### Problem details:
Write out every one of the entries below as a numbered list, skipping blank lines.

[Coordinate annotation entries]
________________

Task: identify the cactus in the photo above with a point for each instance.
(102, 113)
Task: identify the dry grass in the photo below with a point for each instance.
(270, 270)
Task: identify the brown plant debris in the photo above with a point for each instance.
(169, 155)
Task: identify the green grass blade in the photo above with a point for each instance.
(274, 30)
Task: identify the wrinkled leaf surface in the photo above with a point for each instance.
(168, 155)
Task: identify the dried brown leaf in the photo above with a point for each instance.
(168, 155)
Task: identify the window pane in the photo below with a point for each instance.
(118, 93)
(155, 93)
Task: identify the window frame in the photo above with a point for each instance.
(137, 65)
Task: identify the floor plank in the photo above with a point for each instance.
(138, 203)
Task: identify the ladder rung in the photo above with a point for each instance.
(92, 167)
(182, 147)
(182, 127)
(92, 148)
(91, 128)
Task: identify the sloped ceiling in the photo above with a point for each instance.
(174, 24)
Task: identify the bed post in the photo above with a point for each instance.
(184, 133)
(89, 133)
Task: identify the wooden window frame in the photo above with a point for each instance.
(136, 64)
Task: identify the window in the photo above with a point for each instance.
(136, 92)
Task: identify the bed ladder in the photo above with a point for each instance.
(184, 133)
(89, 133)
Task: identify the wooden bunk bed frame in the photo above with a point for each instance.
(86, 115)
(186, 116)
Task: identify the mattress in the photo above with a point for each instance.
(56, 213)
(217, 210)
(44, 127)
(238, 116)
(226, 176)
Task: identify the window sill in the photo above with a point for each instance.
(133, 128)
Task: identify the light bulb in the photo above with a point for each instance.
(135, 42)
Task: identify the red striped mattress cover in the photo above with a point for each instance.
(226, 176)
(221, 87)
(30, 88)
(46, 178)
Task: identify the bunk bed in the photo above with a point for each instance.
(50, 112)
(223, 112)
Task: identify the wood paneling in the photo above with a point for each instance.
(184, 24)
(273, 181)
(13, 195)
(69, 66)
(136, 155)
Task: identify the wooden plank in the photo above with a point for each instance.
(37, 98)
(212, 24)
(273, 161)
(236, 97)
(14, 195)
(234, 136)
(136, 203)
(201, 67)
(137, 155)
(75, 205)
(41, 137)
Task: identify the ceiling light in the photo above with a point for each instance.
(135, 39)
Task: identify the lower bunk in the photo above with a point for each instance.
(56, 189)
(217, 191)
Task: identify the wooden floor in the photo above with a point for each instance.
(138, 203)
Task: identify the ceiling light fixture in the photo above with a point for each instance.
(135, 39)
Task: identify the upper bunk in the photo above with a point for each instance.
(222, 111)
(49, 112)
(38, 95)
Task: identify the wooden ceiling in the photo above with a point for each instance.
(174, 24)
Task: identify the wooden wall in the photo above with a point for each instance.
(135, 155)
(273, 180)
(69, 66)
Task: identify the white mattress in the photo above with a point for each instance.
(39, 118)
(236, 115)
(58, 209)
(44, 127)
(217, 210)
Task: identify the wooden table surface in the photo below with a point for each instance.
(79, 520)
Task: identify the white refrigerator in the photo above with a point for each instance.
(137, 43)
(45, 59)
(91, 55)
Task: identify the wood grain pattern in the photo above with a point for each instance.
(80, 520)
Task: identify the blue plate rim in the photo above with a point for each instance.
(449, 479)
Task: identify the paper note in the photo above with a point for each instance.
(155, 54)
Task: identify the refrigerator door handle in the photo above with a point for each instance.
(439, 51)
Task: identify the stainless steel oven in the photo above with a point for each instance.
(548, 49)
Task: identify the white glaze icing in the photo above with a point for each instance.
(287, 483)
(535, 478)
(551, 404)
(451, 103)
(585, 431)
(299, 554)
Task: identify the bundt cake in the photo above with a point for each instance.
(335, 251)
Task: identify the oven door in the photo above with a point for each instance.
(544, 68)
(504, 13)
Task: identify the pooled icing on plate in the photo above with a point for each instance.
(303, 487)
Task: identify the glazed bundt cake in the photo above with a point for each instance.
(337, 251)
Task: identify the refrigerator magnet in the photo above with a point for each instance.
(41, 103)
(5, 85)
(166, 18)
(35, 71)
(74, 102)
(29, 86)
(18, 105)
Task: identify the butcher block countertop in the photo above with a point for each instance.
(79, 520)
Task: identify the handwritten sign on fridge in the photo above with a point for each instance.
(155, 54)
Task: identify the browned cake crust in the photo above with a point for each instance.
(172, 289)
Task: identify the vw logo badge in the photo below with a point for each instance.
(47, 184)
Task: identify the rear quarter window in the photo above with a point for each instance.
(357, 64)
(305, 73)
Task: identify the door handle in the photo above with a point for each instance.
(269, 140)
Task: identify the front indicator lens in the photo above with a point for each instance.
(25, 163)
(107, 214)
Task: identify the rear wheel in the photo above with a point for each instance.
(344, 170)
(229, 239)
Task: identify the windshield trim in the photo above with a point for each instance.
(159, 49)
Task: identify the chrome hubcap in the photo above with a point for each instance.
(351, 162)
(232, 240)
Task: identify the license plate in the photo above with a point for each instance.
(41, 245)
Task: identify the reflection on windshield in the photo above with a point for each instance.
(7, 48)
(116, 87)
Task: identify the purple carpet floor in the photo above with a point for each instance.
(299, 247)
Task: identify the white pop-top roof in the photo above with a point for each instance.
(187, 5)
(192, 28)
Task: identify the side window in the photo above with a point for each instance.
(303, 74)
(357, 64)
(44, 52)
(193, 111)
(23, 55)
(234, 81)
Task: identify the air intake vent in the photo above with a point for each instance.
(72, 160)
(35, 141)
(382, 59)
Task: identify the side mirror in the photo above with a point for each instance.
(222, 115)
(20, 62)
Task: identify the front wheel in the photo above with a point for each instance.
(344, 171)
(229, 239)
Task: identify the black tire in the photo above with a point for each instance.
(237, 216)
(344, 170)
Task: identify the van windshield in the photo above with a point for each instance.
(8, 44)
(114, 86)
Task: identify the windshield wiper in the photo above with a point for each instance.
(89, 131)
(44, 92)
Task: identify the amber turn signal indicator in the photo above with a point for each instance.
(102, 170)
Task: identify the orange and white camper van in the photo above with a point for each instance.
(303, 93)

________________

### Output for this exercise:
1. Task: identify the cactus in the photo above with a point for each instance.
2. (102, 113)
3. Task: identify the dry grass in the photo below with a point for each instance.
4. (270, 270)
5. Task: identify the brown plant debris in the photo above with a point for each instance.
6. (169, 155)
7. Task: identify the green grass blade in the photo above with a point for each instance.
8. (274, 30)
9. Task: identify the wrinkled leaf surface in the photo above with a point for each instance.
10. (168, 155)
11. Task: identify the dried brown leaf in the photo above with a point for each instance.
12. (168, 155)
13. Task: identify the window pane in the photo below with a point for each instance.
14. (118, 93)
15. (155, 93)
16. Task: identify the window frame in the photo above with a point for each instance.
17. (137, 65)
18. Task: identify the floor plank in the photo above with a point for each instance.
19. (138, 203)
20. Task: identify the ladder rung in the photo above with a point for each instance.
21. (92, 167)
22. (182, 147)
23. (182, 127)
24. (92, 148)
25. (91, 128)
26. Task: identify the sloped ceiling in the photo above with a point for each instance.
27. (174, 24)
28. Task: identify the bed post in the photo above with a point for each instance.
29. (184, 133)
30. (89, 133)
31. Task: identify the wooden window frame in the photo above with a point for each instance.
32. (136, 64)
33. Task: identify the window in the photo above with a point for each instance.
34. (136, 92)
35. Task: identify the bed ladder in the photo above with a point for each instance.
36. (184, 133)
37. (89, 133)
38. Task: identify the wooden bunk bed frame in the photo above with a point for each instance.
39. (86, 115)
40. (186, 116)
41. Task: identify the mattress in the photo above with a point for each instance.
42. (56, 213)
43. (217, 210)
44. (44, 127)
45. (238, 116)
46. (226, 176)
47. Task: identify the window sill in the photo above with a point for each instance.
48. (133, 128)
49. Task: identify the light bulb in the photo above with a point for each instance.
50. (135, 42)
51. Task: identify the red striped mattress cover in the photo above with a point for each instance.
52. (226, 176)
53. (221, 87)
54. (30, 88)
55. (46, 178)
56. Task: identify the bunk bed in the photo above with a point for each instance.
57. (50, 112)
58. (223, 112)
59. Task: identify the wood paneling in the photo above with a point for each instance.
60. (184, 24)
61. (273, 181)
62. (13, 195)
63. (69, 66)
64. (136, 155)
65. Task: identify the wooden plank in the photo above with a point for each instance.
66. (37, 98)
67. (212, 24)
68. (273, 161)
69. (236, 97)
70. (14, 195)
71. (234, 136)
72. (136, 203)
73. (201, 67)
74. (137, 155)
75. (75, 205)
76. (41, 137)
77. Task: identify the ceiling light in the photo above with a point for each instance.
78. (135, 39)
79. Task: identify the lower bunk in the photo above with a point for each instance.
80. (56, 189)
81. (217, 191)
82. Task: identify the wooden floor in the photo above with a point for each instance.
83. (138, 203)
84. Task: identify the ceiling light fixture in the photo above with a point for each instance.
85. (135, 39)
86. Task: identify the upper bunk in the photo above with a point for each instance.
87. (222, 111)
88. (49, 112)
89. (38, 95)
90. Task: identify the wooden ceiling in the photo above with a point for each instance.
91. (174, 24)
92. Task: identify the wooden wall in the photo above with a point for each instance.
93. (135, 155)
94. (273, 180)
95. (69, 66)
96. Task: identify the white mattress in the photo above with a point for each instance.
97. (39, 118)
98. (236, 115)
99. (58, 209)
100. (44, 127)
101. (217, 210)
102. Task: identify the wooden table surface in the photo below with a point for each instance.
103. (79, 520)
104. Task: identify the white refrigerator in the photo above with a point for each instance.
105. (137, 43)
106. (45, 59)
107. (91, 55)
108. Task: identify the wood grain pattern in the photo above with a point for each instance.
109. (80, 520)
110. Task: identify the blue plate rim in the photo above with a point for each instance.
111. (449, 479)
112. Task: identify the paper note in the photo above with a point for each instance.
113. (155, 54)
114. Task: identify the refrigerator door handle in the photo above with a point for each instance.
115. (439, 51)
116. Task: identify the stainless steel oven in the photo above with a point for each instance.
117. (548, 49)
118. Task: identify the white glaze icing in the photo above with a point for each instance.
119. (287, 483)
120. (535, 478)
121. (551, 404)
122. (451, 103)
123. (585, 431)
124. (299, 554)
125. Task: identify the bundt cake in the photo above with a point for each instance.
126. (335, 251)
127. Task: identify the oven door in the photo above with a point for each instance.
128. (544, 68)
129. (504, 13)
130. Task: identify the pooled icing on plate in the photo above with a point for each instance.
131. (303, 487)
132. Task: identify the glazed bundt cake in the photo above with a point for each instance.
133. (337, 251)
134. Task: identify the refrigerator magnet in the photo above with a point for each instance.
135. (41, 103)
136. (5, 85)
137. (166, 18)
138. (35, 71)
139. (74, 102)
140. (29, 86)
141. (18, 105)
142. Task: identify the butcher block countertop in the photo above with a point for each instance.
143. (79, 520)
144. Task: identify the handwritten sign on fridge in the photo above with a point for each instance.
145. (155, 54)
146. Task: identify the browned cake crust in the photo above with a point for each instance.
147. (172, 289)
148. Task: identify the vw logo badge in the photo below with a point for each instance.
149. (47, 184)
150. Task: identify the rear quarter window in the photo above with a point for each instance.
151. (357, 64)
152. (305, 73)
153. Task: identify the door handle in the photo above with a point for each instance.
154. (269, 140)
155. Task: identify the front indicator lens in the photo above with a point for each instance.
156. (25, 163)
157. (107, 214)
158. Task: identify the rear wheel in the photo above with a point for each instance.
159. (344, 170)
160. (229, 239)
161. Task: identify the windshield trim in the photo above with a point for each instance.
162. (159, 49)
163. Task: identify the chrome hubcap in the photo above with a point for each instance.
164. (351, 162)
165. (232, 240)
166. Task: identify the license plate in the photo above with a point for each instance.
167. (41, 245)
168. Task: identify the reflection on windshield in the photo above with a point for each instance.
169. (7, 48)
170. (116, 87)
171. Task: identify the purple carpet floor in the photo above with a point for each instance.
172. (299, 247)
173. Task: identify the white pop-top roof in the photo above with a point for each instance.
174. (187, 5)
175. (192, 28)
176. Task: identify the side window in the photo above with a point for each instance.
177. (303, 74)
178. (357, 64)
179. (44, 52)
180. (193, 111)
181. (23, 55)
182. (234, 81)
183. Task: identify the air intake vent in the photo above with a point for each instance.
184. (72, 160)
185. (35, 141)
186. (382, 59)
187. Task: identify the side mirror in the photo above with a point for each instance.
188. (222, 115)
189. (20, 62)
190. Task: identify the front wheel in the photo above with a point for each instance.
191. (344, 171)
192. (229, 239)
193. Task: identify the black tire in the photo above with a point for each instance.
194. (237, 216)
195. (344, 170)
196. Task: identify the van windshield in the photo above with a point for each instance.
197. (8, 44)
198. (114, 86)
199. Task: identify the windshield wiper in the photo above with a point for each instance.
200. (89, 131)
201. (44, 92)
202. Task: identify the amber turn signal indicator in the photo above with a point for each instance.
203. (102, 170)
204. Task: identify the orange and white camper van in the photo above with a point for each instance.
205. (303, 93)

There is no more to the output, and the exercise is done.